# The task:
Please rewrite the listing lines from the line with "Target: girl in purple jacket" through the end of the listing, substituting "violet" for "purple" and leaving everything else unchanged.

# Entries supplied:

━━━━━━━━━━━━━━━━━━━━

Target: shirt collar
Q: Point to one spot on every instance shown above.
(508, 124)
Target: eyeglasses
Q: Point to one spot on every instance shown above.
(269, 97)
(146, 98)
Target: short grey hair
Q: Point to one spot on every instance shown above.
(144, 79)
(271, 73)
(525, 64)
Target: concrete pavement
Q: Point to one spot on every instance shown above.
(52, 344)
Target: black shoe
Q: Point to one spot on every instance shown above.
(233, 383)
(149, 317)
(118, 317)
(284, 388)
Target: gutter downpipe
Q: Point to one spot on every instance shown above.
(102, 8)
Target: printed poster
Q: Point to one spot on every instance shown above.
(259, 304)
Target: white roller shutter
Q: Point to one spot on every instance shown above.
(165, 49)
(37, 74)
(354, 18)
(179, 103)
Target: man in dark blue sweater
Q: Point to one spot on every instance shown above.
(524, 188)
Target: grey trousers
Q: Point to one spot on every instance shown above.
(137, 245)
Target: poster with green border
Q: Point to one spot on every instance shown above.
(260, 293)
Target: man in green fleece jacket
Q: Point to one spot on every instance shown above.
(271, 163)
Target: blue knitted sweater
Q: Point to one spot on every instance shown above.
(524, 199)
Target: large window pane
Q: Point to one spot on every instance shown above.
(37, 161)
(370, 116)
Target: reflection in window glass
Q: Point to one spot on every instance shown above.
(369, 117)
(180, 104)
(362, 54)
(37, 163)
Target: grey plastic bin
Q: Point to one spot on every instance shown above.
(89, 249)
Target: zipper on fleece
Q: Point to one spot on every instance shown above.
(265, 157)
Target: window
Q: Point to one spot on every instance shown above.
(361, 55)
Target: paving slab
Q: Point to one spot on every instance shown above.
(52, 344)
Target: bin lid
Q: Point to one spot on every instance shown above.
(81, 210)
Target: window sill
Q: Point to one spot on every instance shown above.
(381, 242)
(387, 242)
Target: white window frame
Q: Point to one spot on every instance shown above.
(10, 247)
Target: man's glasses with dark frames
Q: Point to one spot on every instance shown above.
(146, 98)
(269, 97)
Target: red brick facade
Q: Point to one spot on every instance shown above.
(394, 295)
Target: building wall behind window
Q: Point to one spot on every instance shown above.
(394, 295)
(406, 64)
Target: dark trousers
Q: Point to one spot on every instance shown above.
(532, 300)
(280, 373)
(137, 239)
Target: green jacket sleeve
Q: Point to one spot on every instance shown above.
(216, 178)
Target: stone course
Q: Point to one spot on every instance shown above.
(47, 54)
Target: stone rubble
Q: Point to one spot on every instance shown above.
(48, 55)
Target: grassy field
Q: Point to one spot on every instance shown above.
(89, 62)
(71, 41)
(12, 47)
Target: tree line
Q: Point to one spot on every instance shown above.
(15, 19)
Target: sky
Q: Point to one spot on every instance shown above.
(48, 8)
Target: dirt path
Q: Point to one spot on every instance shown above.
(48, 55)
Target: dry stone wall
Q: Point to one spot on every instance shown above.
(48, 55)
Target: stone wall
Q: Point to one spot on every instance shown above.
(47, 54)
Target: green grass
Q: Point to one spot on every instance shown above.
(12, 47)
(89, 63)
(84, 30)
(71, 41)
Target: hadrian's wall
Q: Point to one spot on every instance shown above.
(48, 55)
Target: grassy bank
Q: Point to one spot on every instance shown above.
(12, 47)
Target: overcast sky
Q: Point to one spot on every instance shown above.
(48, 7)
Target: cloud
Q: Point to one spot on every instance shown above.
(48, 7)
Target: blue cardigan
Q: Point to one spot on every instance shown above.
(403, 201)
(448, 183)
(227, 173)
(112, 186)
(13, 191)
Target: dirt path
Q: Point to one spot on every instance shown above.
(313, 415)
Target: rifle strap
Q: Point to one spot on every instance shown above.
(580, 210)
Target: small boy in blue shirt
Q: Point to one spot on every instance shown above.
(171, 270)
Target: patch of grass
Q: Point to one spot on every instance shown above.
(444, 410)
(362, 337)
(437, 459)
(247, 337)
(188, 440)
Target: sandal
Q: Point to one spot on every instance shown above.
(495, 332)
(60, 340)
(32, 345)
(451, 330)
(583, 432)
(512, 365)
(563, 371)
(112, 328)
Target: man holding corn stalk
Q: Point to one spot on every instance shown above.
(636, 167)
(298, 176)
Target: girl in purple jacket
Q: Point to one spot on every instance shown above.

━━━━━━━━━━━━━━━━━━━━

# Answer to the exercise:
Target: girl in violet jacket
Q: Point to one spot on every instance shown above.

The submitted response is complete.